### Task item
Take the entries below and print only the lines from the one with "Can you find the wrought" through the one with "Can you find the cypress", exactly as they stand, both ends included.

[Image-grounded pointing data]
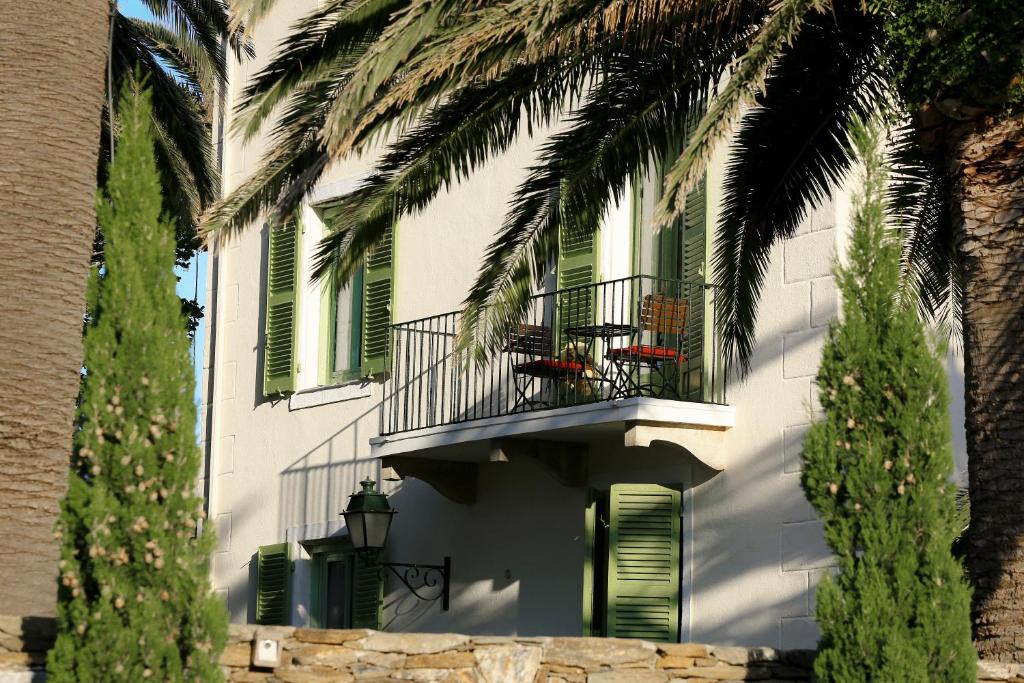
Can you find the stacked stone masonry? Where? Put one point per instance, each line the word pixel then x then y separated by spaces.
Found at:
pixel 311 655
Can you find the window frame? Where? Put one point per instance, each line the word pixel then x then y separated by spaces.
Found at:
pixel 321 555
pixel 329 376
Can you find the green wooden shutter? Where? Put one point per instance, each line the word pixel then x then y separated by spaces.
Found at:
pixel 377 294
pixel 368 593
pixel 694 256
pixel 643 562
pixel 273 584
pixel 577 266
pixel 282 309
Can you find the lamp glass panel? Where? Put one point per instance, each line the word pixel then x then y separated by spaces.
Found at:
pixel 377 525
pixel 356 529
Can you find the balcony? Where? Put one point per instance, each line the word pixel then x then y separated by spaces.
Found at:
pixel 585 363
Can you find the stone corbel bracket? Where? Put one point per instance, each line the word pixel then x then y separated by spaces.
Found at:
pixel 707 443
pixel 454 480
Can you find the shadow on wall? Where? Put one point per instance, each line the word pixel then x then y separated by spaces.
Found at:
pixel 314 488
pixel 516 553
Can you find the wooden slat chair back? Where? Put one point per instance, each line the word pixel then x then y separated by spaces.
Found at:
pixel 534 340
pixel 532 376
pixel 664 318
pixel 664 314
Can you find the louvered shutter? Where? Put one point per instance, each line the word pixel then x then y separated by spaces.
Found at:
pixel 377 293
pixel 273 584
pixel 368 593
pixel 282 308
pixel 577 267
pixel 694 254
pixel 643 562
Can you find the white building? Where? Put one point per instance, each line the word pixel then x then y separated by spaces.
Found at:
pixel 579 485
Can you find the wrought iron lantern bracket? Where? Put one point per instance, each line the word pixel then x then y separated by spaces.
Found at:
pixel 428 583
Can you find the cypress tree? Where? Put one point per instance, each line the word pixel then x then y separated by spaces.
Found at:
pixel 134 600
pixel 878 469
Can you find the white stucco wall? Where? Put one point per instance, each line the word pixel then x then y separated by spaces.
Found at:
pixel 753 551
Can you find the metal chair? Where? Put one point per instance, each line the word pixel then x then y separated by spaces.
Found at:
pixel 663 321
pixel 531 357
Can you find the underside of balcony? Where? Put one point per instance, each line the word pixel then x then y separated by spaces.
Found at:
pixel 623 364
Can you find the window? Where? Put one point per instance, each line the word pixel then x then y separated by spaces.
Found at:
pixel 346 588
pixel 281 288
pixel 632 566
pixel 355 317
pixel 345 328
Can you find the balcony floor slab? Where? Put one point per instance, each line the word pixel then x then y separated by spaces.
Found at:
pixel 633 422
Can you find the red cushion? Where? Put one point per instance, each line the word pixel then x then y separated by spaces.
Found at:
pixel 645 351
pixel 549 367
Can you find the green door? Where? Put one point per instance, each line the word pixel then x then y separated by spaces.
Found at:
pixel 643 578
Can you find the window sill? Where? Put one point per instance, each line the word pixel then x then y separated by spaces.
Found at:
pixel 360 388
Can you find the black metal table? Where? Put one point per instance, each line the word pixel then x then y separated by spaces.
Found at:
pixel 606 332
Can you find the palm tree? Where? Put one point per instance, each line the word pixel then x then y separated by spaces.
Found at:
pixel 460 79
pixel 55 122
pixel 53 91
pixel 180 54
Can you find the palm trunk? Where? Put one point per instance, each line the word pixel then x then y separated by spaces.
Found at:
pixel 989 174
pixel 52 56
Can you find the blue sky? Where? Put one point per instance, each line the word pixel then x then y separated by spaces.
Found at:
pixel 192 282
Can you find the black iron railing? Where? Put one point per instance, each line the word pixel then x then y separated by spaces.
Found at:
pixel 639 336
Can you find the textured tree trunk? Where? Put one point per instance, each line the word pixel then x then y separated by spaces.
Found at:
pixel 52 57
pixel 989 175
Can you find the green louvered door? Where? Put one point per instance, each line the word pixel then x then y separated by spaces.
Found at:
pixel 282 309
pixel 643 562
pixel 368 593
pixel 577 268
pixel 377 293
pixel 273 584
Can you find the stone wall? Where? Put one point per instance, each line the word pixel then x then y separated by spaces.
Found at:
pixel 309 655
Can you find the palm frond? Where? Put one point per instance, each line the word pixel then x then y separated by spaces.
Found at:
pixel 475 124
pixel 184 146
pixel 186 58
pixel 325 42
pixel 634 114
pixel 788 152
pixel 748 77
pixel 919 191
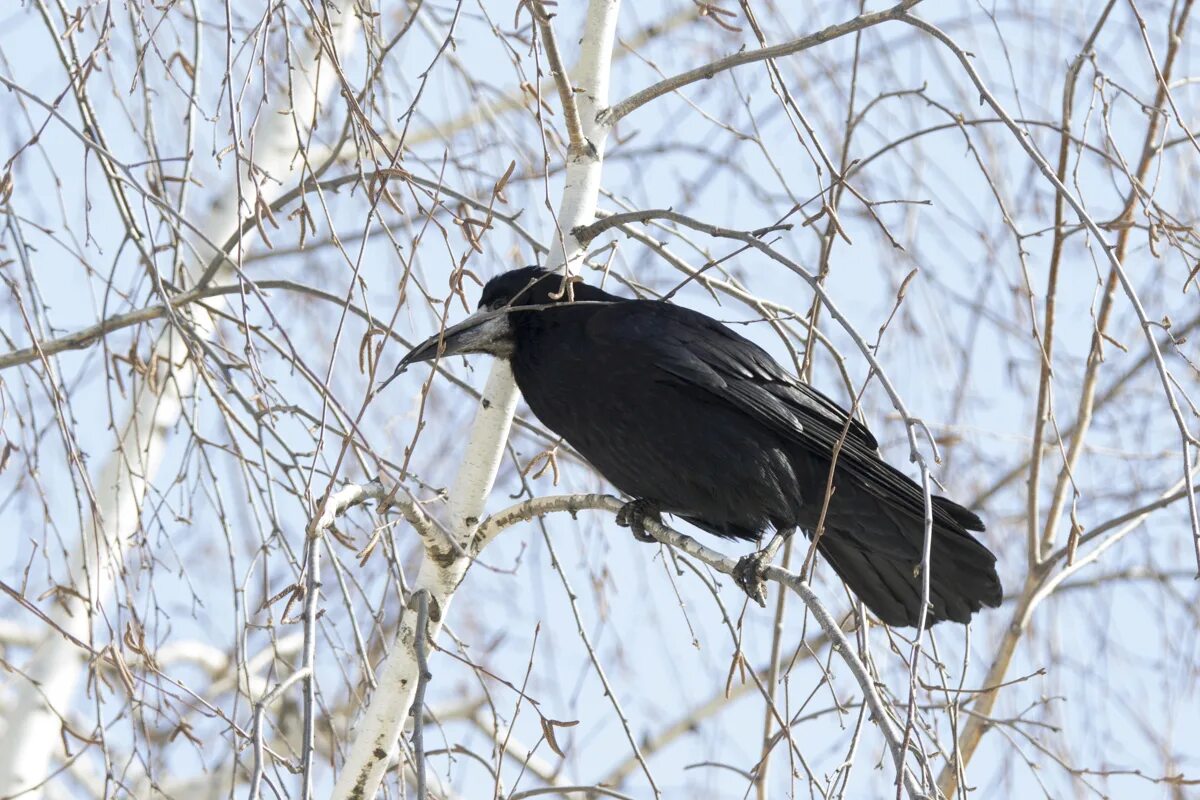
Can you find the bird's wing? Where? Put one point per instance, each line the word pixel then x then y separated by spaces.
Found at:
pixel 697 350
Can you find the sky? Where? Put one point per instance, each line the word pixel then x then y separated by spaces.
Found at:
pixel 959 353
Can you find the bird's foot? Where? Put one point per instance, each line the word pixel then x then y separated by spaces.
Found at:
pixel 634 515
pixel 750 571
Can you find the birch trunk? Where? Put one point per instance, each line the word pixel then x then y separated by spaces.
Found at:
pixel 444 566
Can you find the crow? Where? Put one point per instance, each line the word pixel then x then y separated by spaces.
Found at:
pixel 688 417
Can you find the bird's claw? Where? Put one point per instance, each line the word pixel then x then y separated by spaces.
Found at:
pixel 634 515
pixel 750 573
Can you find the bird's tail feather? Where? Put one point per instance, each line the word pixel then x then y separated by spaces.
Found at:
pixel 963 576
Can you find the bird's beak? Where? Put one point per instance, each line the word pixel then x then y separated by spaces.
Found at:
pixel 485 331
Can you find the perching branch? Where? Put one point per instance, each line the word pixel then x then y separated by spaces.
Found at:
pixel 575 503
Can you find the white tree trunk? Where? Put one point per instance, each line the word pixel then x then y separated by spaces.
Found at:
pixel 40 702
pixel 377 733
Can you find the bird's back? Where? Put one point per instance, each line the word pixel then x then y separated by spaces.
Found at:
pixel 675 408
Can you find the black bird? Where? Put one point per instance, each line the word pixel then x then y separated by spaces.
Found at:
pixel 688 417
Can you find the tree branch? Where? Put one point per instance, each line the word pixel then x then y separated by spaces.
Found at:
pixel 612 115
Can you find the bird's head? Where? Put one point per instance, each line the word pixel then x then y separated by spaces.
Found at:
pixel 490 329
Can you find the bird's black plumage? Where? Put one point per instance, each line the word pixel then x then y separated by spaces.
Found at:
pixel 678 410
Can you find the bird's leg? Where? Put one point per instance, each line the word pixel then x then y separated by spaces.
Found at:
pixel 634 515
pixel 750 571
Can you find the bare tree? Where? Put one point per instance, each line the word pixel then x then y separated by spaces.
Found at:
pixel 239 571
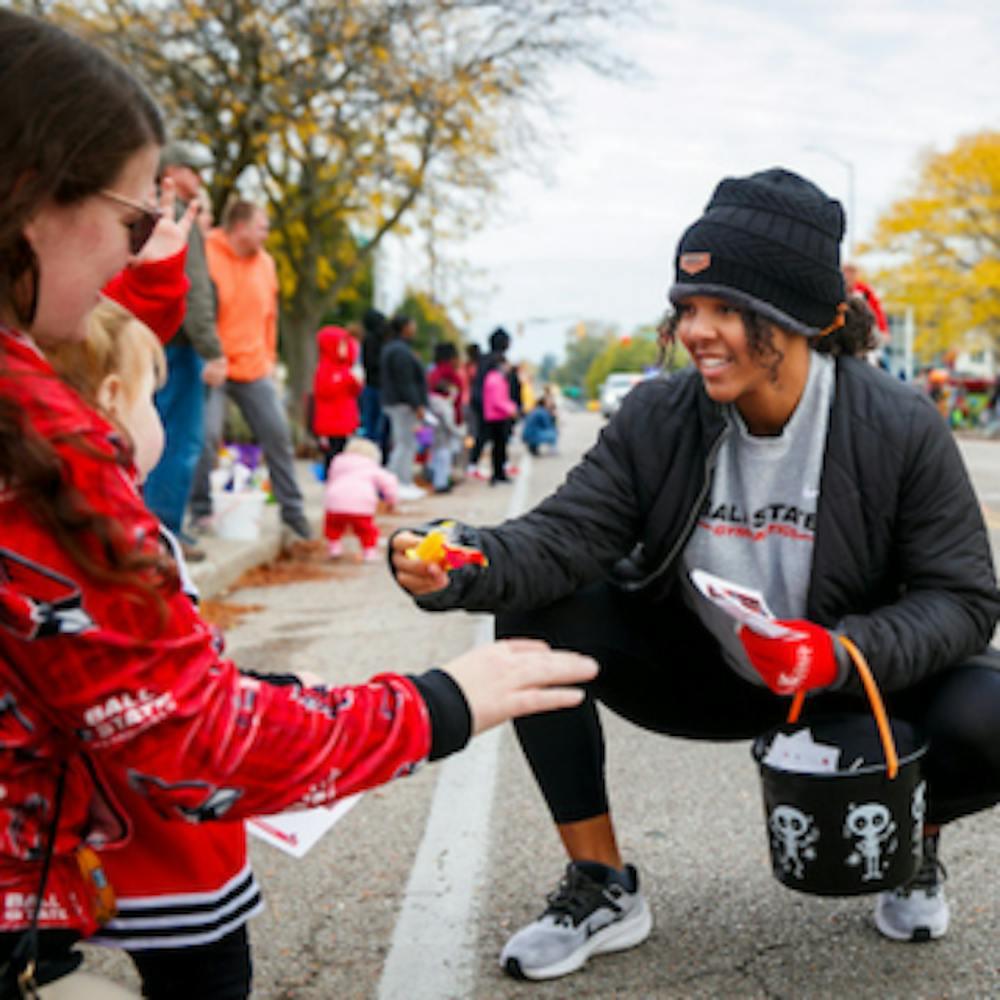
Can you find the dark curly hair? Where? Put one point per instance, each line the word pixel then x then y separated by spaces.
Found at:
pixel 72 118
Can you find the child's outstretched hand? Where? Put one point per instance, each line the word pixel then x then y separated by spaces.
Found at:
pixel 414 575
pixel 516 677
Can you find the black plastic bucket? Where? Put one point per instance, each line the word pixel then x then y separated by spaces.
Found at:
pixel 850 831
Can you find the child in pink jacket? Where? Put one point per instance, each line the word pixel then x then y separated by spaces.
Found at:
pixel 354 483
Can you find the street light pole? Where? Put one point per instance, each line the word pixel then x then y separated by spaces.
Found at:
pixel 851 216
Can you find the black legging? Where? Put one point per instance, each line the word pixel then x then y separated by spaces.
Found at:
pixel 662 670
pixel 218 971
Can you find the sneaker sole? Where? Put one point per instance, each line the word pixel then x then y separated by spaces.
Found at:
pixel 919 935
pixel 615 937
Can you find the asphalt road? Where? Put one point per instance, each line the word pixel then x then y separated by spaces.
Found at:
pixel 412 894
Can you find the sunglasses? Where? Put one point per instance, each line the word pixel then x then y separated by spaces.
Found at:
pixel 139 230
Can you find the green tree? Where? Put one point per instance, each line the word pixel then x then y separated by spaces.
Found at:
pixel 944 235
pixel 584 342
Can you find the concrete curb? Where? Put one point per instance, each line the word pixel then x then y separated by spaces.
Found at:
pixel 226 560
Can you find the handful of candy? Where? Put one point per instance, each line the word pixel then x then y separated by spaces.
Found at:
pixel 434 547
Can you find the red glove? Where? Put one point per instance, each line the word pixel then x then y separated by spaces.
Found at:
pixel 794 663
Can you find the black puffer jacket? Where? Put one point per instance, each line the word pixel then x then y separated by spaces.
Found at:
pixel 901 561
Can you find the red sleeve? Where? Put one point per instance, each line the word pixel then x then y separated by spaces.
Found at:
pixel 161 711
pixel 155 292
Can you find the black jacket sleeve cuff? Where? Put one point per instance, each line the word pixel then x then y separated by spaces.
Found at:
pixel 451 720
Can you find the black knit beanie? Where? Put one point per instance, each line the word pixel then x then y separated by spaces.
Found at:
pixel 770 243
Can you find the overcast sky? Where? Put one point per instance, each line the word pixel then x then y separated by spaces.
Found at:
pixel 729 87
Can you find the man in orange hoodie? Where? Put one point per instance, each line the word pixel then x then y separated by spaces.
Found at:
pixel 247 285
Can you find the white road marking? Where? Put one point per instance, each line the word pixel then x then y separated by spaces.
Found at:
pixel 432 955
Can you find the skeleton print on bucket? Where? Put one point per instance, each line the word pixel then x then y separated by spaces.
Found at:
pixel 793 834
pixel 874 833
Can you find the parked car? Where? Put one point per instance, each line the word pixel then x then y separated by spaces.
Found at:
pixel 614 388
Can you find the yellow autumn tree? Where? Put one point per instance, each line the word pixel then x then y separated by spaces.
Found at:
pixel 347 115
pixel 945 234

### Reply
Can you find the wrought iron lantern bracket? Where? Put one point per instance, each line the word pixel then x then y separated by spaces.
Found at:
pixel 428 583
Can you find the cypress tree? Where? Put one point per instance, each line the word pixel then x then y separated by spaces.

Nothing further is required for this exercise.